- INPUT FOR THIS TASK

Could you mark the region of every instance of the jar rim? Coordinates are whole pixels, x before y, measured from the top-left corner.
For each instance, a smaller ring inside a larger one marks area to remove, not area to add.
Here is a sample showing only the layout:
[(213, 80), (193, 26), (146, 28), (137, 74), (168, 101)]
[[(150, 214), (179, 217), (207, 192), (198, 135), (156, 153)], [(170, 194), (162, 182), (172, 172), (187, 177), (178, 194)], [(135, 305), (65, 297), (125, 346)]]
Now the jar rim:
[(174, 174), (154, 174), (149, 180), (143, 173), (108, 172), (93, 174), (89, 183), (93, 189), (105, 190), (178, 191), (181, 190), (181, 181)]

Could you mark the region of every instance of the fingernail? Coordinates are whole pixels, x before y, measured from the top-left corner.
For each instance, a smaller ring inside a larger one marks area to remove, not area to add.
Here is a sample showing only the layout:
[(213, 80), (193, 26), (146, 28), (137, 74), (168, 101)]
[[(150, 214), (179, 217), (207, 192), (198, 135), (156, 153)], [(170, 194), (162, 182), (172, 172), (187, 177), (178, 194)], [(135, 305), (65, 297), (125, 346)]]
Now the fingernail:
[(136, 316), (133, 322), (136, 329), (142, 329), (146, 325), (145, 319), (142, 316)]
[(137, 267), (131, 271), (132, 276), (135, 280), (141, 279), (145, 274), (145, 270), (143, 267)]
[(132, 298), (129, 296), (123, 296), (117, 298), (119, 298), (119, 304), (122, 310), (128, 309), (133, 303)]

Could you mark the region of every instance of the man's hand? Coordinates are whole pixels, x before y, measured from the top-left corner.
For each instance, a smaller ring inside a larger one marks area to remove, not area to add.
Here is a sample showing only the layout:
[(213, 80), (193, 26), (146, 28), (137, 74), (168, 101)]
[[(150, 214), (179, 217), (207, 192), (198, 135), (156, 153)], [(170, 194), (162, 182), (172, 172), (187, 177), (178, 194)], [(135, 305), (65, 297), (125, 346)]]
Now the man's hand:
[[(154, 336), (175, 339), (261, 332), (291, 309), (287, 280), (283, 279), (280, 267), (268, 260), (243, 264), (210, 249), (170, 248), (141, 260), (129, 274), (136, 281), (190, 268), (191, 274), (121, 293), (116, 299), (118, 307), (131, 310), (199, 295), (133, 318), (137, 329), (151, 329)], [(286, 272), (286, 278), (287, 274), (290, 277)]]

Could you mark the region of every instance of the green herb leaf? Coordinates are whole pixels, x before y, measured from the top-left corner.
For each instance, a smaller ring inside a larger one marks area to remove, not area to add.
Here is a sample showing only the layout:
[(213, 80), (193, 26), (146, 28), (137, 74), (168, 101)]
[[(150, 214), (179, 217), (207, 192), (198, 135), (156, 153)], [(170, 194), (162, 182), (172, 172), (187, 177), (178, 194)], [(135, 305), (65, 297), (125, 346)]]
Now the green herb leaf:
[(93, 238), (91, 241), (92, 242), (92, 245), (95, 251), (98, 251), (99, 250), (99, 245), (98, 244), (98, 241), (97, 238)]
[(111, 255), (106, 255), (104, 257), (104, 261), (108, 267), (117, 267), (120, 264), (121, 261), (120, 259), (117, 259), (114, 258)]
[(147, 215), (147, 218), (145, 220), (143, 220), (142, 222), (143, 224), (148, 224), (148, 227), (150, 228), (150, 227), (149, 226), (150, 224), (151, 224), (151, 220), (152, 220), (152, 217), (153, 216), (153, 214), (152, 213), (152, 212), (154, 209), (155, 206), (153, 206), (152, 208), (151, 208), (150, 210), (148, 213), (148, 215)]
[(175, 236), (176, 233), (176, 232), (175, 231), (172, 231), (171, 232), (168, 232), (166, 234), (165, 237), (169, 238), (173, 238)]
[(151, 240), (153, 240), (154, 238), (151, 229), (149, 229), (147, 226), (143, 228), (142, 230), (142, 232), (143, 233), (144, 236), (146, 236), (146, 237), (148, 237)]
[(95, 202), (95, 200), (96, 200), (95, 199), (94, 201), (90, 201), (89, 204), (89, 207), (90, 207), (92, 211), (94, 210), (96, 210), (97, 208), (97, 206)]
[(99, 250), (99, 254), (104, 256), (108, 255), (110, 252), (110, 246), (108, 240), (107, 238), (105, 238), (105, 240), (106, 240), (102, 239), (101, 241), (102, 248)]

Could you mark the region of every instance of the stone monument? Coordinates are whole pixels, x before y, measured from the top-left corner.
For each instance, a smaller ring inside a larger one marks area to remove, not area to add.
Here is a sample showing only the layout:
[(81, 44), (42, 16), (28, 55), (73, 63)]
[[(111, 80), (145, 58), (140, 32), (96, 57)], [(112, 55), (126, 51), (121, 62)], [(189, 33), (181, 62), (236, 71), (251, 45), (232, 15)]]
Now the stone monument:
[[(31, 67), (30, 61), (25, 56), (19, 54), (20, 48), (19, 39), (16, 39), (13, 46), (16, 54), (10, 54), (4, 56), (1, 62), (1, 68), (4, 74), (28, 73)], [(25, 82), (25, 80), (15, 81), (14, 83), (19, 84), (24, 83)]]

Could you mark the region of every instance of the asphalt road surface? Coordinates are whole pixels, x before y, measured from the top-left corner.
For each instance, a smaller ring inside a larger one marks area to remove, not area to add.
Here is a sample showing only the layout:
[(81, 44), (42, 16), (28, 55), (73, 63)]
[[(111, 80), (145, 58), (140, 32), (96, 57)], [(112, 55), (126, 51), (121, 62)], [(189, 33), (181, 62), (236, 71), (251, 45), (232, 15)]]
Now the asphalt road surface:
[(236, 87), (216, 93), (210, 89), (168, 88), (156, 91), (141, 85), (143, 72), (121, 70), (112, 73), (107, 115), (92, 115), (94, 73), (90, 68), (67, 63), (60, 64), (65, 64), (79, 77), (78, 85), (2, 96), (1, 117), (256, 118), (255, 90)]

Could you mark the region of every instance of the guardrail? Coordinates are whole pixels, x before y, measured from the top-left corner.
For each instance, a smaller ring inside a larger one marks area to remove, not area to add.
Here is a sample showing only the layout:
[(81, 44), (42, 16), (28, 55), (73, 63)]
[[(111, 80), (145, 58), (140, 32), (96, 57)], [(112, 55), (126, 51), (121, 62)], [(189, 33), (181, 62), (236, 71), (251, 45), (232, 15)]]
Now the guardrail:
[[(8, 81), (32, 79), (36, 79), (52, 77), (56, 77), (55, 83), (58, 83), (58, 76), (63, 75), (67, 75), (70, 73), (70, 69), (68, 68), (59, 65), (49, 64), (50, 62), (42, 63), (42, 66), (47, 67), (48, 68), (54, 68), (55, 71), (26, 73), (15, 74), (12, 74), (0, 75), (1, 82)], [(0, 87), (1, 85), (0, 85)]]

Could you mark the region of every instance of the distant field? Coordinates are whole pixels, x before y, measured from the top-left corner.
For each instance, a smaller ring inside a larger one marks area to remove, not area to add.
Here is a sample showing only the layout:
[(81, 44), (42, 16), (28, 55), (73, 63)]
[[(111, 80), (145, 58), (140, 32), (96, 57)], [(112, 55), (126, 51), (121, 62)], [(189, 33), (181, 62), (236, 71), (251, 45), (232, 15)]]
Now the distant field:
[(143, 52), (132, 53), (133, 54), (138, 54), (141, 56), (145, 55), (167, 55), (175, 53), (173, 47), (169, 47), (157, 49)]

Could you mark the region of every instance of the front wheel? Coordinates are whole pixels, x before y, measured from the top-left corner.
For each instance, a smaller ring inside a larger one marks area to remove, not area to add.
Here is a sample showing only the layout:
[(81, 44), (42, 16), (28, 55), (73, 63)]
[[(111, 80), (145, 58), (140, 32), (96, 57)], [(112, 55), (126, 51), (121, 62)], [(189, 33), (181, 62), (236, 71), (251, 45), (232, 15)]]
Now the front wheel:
* * *
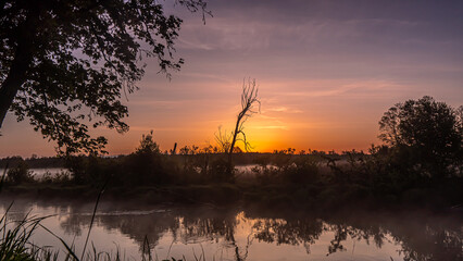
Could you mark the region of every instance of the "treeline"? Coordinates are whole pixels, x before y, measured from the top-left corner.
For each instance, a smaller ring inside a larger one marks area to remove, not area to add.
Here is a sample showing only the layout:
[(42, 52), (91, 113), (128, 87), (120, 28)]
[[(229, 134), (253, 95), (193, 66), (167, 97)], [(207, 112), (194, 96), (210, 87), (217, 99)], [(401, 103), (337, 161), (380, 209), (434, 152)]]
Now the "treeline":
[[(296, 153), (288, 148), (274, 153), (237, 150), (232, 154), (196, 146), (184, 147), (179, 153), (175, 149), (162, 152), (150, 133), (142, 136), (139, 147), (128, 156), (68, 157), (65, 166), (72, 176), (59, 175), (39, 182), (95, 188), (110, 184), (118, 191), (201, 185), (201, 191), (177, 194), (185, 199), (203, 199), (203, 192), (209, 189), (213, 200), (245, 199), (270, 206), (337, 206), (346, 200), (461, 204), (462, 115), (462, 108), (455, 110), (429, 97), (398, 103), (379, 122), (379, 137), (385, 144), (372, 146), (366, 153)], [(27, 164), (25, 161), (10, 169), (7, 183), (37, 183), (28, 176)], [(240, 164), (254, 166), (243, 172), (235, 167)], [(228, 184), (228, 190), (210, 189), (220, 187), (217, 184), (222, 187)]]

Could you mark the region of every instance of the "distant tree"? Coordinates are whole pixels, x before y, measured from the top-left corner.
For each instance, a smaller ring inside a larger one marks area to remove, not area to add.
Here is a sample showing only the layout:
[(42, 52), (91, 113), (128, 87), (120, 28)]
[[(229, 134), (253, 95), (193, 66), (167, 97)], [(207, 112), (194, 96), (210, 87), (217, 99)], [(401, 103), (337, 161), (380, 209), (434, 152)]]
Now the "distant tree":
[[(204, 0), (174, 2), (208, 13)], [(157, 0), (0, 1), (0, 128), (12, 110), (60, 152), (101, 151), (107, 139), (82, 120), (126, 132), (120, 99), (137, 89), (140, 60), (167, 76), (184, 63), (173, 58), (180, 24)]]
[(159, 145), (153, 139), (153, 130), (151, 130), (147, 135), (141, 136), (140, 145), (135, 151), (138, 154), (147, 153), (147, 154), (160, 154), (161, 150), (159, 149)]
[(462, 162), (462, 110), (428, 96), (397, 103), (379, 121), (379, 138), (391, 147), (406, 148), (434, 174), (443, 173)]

- WORK REQUIRED
Output the records exactly as they appear, starting with the line that contains "Could you mark the region of every instance of the jar" and going on through the line that contains "190), (181, 181)]".

- CORRECT ANSWER
Could you mark the region of every instance of the jar rim? Coordinates are whole pixels, x before y, measured from the top-left corner.
For each instance, a smaller ring inside a larger one marks area to remove, not area to add.
Here is a sample showing only the layout:
[(213, 80), (193, 26), (146, 28), (137, 74), (168, 101)]
[[(150, 214), (179, 217), (207, 192), (198, 135), (156, 153)], [(170, 194), (162, 182), (172, 172), (187, 177), (178, 194)], [(135, 305), (65, 297), (125, 346)]]
Now the jar rim:
[(174, 174), (154, 174), (149, 180), (143, 173), (108, 172), (93, 174), (89, 183), (93, 189), (105, 190), (178, 191), (181, 190), (181, 181)]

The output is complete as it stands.